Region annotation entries

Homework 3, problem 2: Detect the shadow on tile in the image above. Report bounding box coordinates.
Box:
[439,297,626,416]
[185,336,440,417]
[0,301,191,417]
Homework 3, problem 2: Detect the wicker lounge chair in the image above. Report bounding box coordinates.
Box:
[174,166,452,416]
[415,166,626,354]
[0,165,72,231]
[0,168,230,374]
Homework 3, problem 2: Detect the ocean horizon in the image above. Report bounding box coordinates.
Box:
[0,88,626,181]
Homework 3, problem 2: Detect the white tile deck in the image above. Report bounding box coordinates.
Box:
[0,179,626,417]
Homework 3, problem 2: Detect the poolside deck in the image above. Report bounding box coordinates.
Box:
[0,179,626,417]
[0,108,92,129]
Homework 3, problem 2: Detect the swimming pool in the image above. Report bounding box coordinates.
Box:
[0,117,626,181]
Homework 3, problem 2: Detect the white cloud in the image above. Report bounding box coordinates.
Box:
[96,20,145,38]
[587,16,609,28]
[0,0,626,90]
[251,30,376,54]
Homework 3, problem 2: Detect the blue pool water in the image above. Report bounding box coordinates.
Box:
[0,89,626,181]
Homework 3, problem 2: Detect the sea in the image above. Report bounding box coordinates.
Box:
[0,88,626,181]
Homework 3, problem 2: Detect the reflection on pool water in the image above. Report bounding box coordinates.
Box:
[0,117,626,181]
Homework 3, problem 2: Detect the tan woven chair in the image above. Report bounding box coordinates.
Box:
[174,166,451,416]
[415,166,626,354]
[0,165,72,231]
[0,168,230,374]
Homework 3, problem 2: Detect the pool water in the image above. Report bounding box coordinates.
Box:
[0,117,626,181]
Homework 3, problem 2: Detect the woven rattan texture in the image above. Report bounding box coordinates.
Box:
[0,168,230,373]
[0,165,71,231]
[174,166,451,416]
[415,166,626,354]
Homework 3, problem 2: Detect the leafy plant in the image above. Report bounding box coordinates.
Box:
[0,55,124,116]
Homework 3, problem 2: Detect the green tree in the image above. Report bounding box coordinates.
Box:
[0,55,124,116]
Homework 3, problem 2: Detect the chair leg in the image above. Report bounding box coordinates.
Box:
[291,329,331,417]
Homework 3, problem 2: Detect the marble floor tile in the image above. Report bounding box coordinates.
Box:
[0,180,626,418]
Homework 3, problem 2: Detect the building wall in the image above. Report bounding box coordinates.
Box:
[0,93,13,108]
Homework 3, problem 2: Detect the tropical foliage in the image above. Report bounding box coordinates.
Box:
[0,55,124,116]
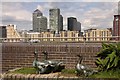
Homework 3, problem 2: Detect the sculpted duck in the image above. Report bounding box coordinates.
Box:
[33,50,51,74]
[76,55,97,76]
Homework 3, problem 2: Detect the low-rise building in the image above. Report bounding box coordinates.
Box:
[84,28,112,41]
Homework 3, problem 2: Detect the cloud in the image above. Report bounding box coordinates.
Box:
[3,2,118,30]
[2,2,32,30]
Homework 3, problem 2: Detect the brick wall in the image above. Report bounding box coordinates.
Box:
[2,43,101,71]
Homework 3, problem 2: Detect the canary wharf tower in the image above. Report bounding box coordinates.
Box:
[49,8,60,33]
[33,9,47,32]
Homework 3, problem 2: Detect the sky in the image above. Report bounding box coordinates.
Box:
[0,0,118,31]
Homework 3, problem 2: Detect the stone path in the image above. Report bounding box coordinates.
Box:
[1,72,78,79]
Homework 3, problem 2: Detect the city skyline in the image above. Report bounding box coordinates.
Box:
[2,2,118,31]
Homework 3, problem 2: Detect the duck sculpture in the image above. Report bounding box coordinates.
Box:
[33,49,51,74]
[76,55,97,77]
[42,51,65,72]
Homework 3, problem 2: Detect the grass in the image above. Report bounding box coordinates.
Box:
[89,70,120,78]
[10,68,36,74]
[61,69,76,77]
[7,68,120,78]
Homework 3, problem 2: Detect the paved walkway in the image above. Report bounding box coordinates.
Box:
[1,72,78,79]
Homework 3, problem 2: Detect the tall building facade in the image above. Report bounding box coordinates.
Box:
[113,15,120,40]
[67,17,77,31]
[0,26,7,38]
[37,16,47,32]
[49,8,62,33]
[59,15,63,31]
[84,28,112,41]
[33,9,47,32]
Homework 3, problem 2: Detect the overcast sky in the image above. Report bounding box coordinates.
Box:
[1,0,118,31]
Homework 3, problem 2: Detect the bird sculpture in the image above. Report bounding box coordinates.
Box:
[42,51,64,72]
[33,50,51,74]
[76,55,97,77]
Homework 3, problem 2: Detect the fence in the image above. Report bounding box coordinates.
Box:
[0,36,120,42]
[2,42,105,71]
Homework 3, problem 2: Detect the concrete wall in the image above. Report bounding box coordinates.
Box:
[2,42,101,71]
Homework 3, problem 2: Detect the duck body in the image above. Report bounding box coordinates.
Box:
[76,56,97,76]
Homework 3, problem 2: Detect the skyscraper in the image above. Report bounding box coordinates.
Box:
[67,17,77,31]
[37,16,47,32]
[49,8,62,33]
[118,1,120,15]
[33,9,47,32]
[59,15,63,31]
[113,15,120,40]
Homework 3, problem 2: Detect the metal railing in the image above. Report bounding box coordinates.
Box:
[0,36,120,42]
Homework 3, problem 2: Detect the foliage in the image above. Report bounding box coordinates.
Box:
[89,69,120,78]
[96,43,120,71]
[9,68,36,74]
[61,69,75,74]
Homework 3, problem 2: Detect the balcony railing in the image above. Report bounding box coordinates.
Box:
[0,36,120,42]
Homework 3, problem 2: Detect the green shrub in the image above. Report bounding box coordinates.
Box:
[96,43,120,71]
[9,68,36,74]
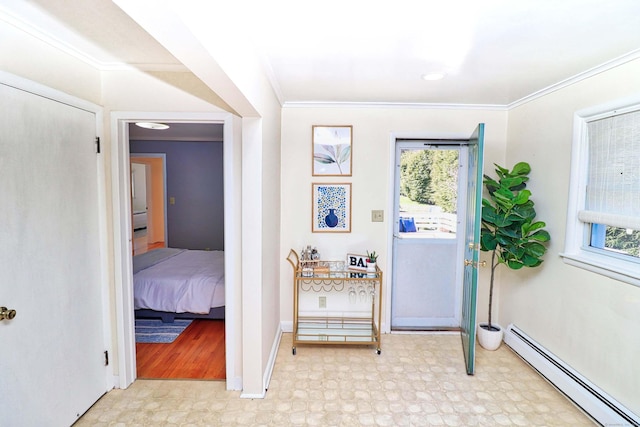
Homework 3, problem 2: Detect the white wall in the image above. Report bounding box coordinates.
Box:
[0,14,242,384]
[0,20,101,105]
[499,60,640,414]
[279,106,507,330]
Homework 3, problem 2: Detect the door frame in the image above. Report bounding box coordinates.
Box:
[111,112,242,390]
[387,142,469,332]
[129,153,169,247]
[382,132,476,334]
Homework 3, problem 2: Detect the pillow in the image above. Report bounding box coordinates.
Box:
[400,217,416,233]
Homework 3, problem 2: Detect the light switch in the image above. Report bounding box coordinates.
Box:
[371,210,384,222]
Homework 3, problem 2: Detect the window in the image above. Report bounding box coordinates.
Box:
[562,103,640,286]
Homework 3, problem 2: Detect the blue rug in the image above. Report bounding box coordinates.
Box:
[136,319,192,344]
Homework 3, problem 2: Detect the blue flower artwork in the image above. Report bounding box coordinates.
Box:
[313,184,351,232]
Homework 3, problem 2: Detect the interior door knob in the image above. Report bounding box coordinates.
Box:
[0,307,16,320]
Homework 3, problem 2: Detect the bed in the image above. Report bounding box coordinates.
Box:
[133,248,224,322]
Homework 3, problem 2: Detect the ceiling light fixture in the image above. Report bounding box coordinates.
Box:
[422,72,444,81]
[136,122,169,130]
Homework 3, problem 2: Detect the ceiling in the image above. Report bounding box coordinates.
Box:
[0,0,640,106]
[129,122,224,142]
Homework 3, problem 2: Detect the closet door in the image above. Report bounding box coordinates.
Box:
[0,75,107,426]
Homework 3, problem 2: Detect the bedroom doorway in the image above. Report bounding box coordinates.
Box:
[129,123,226,380]
[130,153,167,255]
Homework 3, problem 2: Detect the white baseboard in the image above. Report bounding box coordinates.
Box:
[227,377,242,391]
[280,320,293,333]
[504,324,640,427]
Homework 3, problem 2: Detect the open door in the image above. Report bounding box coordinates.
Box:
[0,77,110,426]
[460,123,484,375]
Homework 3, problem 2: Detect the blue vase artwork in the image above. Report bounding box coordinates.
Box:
[324,209,338,228]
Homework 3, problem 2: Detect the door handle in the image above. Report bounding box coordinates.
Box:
[464,259,487,268]
[0,307,16,320]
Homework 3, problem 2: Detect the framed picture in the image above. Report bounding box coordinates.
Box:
[311,183,351,233]
[311,126,353,176]
[347,254,367,277]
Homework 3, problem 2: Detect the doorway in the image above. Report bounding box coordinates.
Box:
[111,112,243,390]
[129,153,167,255]
[129,122,225,380]
[391,139,468,331]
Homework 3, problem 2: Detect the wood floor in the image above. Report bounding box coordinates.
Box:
[136,319,225,380]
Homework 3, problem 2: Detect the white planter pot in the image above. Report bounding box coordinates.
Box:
[477,323,503,351]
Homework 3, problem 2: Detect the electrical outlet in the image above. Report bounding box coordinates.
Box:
[371,211,384,222]
[318,297,327,308]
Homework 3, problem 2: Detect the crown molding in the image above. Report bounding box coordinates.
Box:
[0,8,188,72]
[283,101,507,111]
[507,49,640,110]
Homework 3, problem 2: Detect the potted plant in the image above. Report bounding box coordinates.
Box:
[478,162,551,350]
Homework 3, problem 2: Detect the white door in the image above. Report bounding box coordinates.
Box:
[391,140,467,330]
[0,75,107,426]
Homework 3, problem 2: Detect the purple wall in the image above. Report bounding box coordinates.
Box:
[129,141,224,250]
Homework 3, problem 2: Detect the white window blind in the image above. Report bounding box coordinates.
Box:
[578,110,640,230]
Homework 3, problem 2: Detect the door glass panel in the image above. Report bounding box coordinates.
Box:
[398,148,459,239]
[391,145,466,330]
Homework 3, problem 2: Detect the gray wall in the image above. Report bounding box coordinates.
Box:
[130,141,224,250]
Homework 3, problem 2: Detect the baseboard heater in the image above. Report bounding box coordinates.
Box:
[504,324,640,427]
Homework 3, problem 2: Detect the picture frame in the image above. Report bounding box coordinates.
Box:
[311,125,353,176]
[311,182,351,233]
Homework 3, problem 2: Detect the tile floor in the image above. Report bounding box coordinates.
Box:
[75,334,595,427]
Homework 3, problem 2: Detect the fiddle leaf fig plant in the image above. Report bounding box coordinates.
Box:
[480,162,551,330]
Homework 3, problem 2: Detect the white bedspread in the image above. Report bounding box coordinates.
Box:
[133,249,224,314]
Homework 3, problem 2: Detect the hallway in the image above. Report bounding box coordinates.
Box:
[75,334,595,427]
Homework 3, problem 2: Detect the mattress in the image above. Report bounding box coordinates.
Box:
[133,248,224,314]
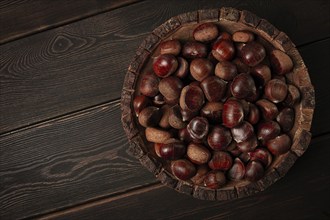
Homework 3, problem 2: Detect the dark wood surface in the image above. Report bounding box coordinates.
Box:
[0,0,330,219]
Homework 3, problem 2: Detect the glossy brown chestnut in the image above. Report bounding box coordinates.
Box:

__WORK INSTRUCTIONS__
Begin at the line that has "Homework 3, problem 2: Detect the cloud" and stop after the line that has "[2,42,105,71]", copying every line of those items, requests included, but shift each bounding box coordinate up by 140.

__FINISHED EXERCISE__
Homework 3, problem 2: Detect the cloud in the image above. Report bounding box coordinates.
Box:
[143,142,258,170]
[142,142,172,170]
Homework 3, problem 2: Detect the brick wall in the image above. Report bounding box coordinates.
Box:
[142,183,241,211]
Homework 3, problem 2: Detect the canary wharf tower in the image above. Report bounding box coordinates.
Box:
[189,148,200,173]
[173,149,187,172]
Homework 3, problem 2: Detect the sky in the image above. Report bounding box coordinates.
Box:
[140,140,258,171]
Homework 3, problem 2: Detect the stone path in the image above. Report bounding box coordinates.
Box:
[141,212,218,219]
Homework 3, problem 2: Detect the city skyline in the image above. Report bounding box coordinates.
Box:
[142,142,258,171]
Homework 3, problem 2: Detect the duck sculpture in the image above. Report bounding box coordinates.
Box:
[173,189,191,214]
[216,195,237,217]
[182,191,205,212]
Homework 3, problem 2: Detect the grass in the image above. Report bounding box coordinates.
Box:
[229,210,260,218]
[150,208,176,214]
[201,209,216,217]
[147,208,260,218]
Homework 3, problem 2: Detect the paved walkway in the image above. Report bounding box coordinates.
Box:
[141,212,218,219]
Homework 3, problem 2: Detect the tall building facade in the image above. Report bounding box coordinates.
Box:
[253,155,260,180]
[207,157,217,171]
[140,166,147,178]
[177,156,187,172]
[189,148,202,173]
[199,155,203,171]
[224,168,252,181]
[173,149,187,172]
Homework 3, problem 2: Detect the overcast sky in the image above. Report bounding box coordinates.
Box:
[141,140,258,171]
Homework 3, problem 2: Detect the bird sculpture in the image above. Report bounding box coordinates.
Box:
[182,191,204,212]
[173,190,191,214]
[216,195,237,217]
Homework 3, problem 2: Detect the fence in the image above. Report bounding box coordinates.
Box:
[140,176,260,182]
[142,182,245,211]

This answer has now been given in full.